BEGIN EXCERPT

I know incense and incense blends from an association with a monastery that made its own. Frankincense is essentially sweet and signature "incense" is derived from mixing it with other resins and woods (myrrh, rose, cedar) to create a rich, multi-layered fragrance which, when spooned over live charcoal, creates the smoke for liturgical ceremonies, dispersed through censers, swung around the altar.
What my nose picks up here is simply pepper and cedar - dry, bitter and rather nasty - this is the scent of "burnt" incense, not in the sense of consuming by flames, but in the sense of hard, black, ruined, finished incense, the point at which the censer should be retired to avoid offending the noses of both the congregation and the deity being honored.
It is a poor performance, and a joke considering the price. If you want true and beautiful incense, try Etro's Messe de Minuit, a quarter of the price and four times as good.
The design of the bottles are the best thing about this range of overpriced fragrances. Bois D'encens is a dirty, smoky frankincense, but is on volume 11. It is actually like having the priest waving the smoke right in your face. Get Messe de Minuit or Passage D'enfer or even Chaos instead and save some money.
04th March, 2010 (last edited: 17th March, 2010)
Freshly milled pressure treated lumber... you know, those grey-ish looking wooden poles? They are doused in chemicals to make them more durable in the weather and against insects. The sawdust that is kicked back by cutting these releases a harsh, almost toxic cedar odor. I prefer woody scents even stuff like Hinoki and LesNez's Let Me Play the Lion but Bois d'Ences does not a pleasurable association. It is not a forest. It is not a beautiful log of wood. It is not the distant aroma of a lumber mill's sawdust. It is the smell of the machine in Fern Gully destroying the rainforest.

END EXCERPT
BEGIN SUPPLIED DATA

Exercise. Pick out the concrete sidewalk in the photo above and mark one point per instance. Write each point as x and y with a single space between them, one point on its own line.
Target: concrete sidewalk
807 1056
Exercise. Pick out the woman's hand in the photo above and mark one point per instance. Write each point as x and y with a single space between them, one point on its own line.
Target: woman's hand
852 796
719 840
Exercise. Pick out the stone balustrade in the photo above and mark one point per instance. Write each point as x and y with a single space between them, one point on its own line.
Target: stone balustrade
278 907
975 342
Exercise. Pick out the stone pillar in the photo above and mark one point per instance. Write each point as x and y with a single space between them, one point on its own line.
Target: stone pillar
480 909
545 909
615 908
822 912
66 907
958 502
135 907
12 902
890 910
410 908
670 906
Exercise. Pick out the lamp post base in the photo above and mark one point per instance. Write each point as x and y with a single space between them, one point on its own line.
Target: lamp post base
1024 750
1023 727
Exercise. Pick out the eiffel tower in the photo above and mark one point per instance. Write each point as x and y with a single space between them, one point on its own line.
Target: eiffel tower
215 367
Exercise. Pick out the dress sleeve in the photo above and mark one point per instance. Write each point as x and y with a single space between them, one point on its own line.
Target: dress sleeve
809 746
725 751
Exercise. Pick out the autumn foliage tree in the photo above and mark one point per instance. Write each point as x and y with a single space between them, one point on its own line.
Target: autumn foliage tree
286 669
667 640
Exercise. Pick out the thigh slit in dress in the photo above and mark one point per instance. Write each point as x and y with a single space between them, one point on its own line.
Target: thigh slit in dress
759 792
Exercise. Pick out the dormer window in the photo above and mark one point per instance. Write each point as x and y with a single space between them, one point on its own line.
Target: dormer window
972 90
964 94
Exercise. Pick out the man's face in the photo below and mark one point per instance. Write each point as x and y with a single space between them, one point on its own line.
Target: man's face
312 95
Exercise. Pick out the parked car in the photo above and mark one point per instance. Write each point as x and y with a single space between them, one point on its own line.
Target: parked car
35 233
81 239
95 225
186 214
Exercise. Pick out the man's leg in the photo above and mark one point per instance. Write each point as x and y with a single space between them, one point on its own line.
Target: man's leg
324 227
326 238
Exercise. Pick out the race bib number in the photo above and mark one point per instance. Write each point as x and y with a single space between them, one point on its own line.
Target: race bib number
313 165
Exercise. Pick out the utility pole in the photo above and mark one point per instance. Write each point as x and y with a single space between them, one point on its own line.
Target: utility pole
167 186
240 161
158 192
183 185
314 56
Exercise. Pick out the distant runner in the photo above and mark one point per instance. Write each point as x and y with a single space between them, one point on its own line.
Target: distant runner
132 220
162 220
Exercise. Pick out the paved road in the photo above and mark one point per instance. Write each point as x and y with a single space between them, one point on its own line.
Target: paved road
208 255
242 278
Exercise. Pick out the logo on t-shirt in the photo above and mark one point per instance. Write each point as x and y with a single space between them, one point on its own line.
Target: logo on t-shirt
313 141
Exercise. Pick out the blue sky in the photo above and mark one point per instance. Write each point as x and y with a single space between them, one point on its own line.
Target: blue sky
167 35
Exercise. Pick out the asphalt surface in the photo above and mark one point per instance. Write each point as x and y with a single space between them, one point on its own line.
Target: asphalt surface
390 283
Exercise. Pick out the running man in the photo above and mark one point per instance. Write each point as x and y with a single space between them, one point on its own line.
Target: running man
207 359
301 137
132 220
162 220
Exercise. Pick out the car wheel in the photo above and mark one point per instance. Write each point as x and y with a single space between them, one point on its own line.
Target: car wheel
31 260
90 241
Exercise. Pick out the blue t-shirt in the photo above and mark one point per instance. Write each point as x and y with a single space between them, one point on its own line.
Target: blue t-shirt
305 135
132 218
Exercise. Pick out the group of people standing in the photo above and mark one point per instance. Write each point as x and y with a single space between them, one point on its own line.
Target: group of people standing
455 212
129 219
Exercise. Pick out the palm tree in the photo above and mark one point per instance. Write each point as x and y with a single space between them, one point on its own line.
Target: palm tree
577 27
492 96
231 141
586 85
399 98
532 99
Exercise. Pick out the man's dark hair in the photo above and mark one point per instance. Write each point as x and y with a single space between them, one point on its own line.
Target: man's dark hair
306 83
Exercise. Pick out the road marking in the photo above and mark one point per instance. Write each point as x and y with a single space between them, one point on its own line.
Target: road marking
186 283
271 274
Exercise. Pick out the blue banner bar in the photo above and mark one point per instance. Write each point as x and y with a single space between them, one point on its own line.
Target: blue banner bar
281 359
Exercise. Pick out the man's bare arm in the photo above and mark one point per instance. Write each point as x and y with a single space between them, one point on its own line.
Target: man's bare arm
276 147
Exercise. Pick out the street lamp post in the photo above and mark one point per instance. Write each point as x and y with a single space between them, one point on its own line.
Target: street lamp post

END SUPPLIED DATA

> _REQUIREMENT_
Copy out the incense fragrance reviews above in full, word for word, as a separate block from the records.

> _SOLUTION TO THIS TASK_
I know incense and incense blends from an association with a monastery that made its own. Frankincense is essentially sweet and signature "incense" is derived from mixing it with other resins and woods (myrrh, rose, cedar) to create a rich, multi-layered fragrance which, when spooned over live charcoal, creates the smoke for liturgical ceremonies, dispersed through censers, swung around the altar.
What my nose picks up here is simply pepper and cedar - dry, bitter and rather nasty - this is the scent of "burnt" incense, not in the sense of consuming by flames, but in the sense of hard, black, ruined, finished incense, the point at which the censer should be retired to avoid offending the noses of both the congregation and the deity being honored.
It is a poor performance, and a joke considering the price. If you want true and beautiful incense, try Etro's Messe de Minuit, a quarter of the price and four times as good.
The design of the bottles are the best thing about this range of overpriced fragrances. Bois D'encens is a dirty, smoky frankincense, but is on volume 11. It is actually like having the priest waving the smoke right in your face. Get Messe de Minuit or Passage D'enfer or even Chaos instead and save some money.
04th March, 2010 (last edited: 17th March, 2010)
Freshly milled pressure treated lumber... you know, those grey-ish looking wooden poles? They are doused in chemicals to make them more durable in the weather and against insects. The sawdust that is kicked back by cutting these releases a harsh, almost toxic cedar odor. I prefer woody scents even stuff like Hinoki and LesNez's Let Me Play the Lion but Bois d'Ences does not a pleasurable association. It is not a forest. It is not a beautiful log of wood. It is not the distant aroma of a lumber mill's sawdust. It is the smell of the machine in Fern Gully destroying the rainforest.